Coordinate annotation entries:
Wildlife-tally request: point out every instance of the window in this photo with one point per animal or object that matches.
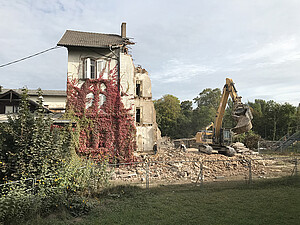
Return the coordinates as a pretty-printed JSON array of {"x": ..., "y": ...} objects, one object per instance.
[
  {"x": 93, "y": 69},
  {"x": 89, "y": 100},
  {"x": 138, "y": 115},
  {"x": 138, "y": 88},
  {"x": 11, "y": 109},
  {"x": 102, "y": 99},
  {"x": 102, "y": 69}
]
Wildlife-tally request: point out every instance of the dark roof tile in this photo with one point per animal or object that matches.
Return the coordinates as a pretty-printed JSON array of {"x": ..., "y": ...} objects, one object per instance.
[{"x": 87, "y": 39}]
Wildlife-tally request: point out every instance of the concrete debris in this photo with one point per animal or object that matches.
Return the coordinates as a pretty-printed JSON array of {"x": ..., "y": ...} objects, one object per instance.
[
  {"x": 171, "y": 165},
  {"x": 242, "y": 149}
]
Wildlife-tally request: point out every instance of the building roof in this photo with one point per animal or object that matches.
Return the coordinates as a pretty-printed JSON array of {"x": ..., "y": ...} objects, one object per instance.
[
  {"x": 34, "y": 92},
  {"x": 87, "y": 39}
]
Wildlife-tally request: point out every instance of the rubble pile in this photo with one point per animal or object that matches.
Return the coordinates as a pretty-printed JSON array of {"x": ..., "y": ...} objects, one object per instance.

● **WRITTEN INSTRUCTION**:
Can you set out every item above as a numbered list, skipping any blank lines and leaving the pictures out?

● **OUTPUT FOR THIS TASK**:
1. Wildlife-tally request: point out every instance of the window in this photo with one point per animal or object that matches.
2. Return the coordinates as a pretty-printed JSON array of {"x": ..., "y": ...} objects, one object per instance.
3. [
4.   {"x": 93, "y": 69},
5.   {"x": 89, "y": 100},
6.   {"x": 138, "y": 115},
7.   {"x": 138, "y": 88},
8.   {"x": 11, "y": 109},
9.   {"x": 102, "y": 99},
10.   {"x": 102, "y": 69}
11. ]
12. Wildlife-tally request: point out every instance of the dark roof tile in this photo with one point per animal or object that matches.
13. Return the coordinates as a pretty-printed JSON array of {"x": ..., "y": ...} objects, one object per instance.
14. [{"x": 87, "y": 39}]
15. Wildlife-tally request: point out every instance of the concrete debris in this photo with one point per animal or object that matches.
16. Return the coordinates as a pretty-printed JSON array of {"x": ..., "y": ...} objects, one object per instance.
17. [
18.   {"x": 171, "y": 165},
19.   {"x": 242, "y": 149}
20. ]
21. Wildlife-tally request: point out every instance of the building roof in this photo with one point per animal or object that matches.
22. Return the coordinates as a pretty-printed JSON array of {"x": ..., "y": ...} objects, one object per instance.
23. [
24.   {"x": 34, "y": 92},
25.   {"x": 87, "y": 39}
26. ]
27. Wildlife-tally request: point out every instance of the rubble pile in this photo with one point per animal or object that matches.
28. Return the coordinates as a pretty-printed JSON array of {"x": ..., "y": ...} objects, one object per instance.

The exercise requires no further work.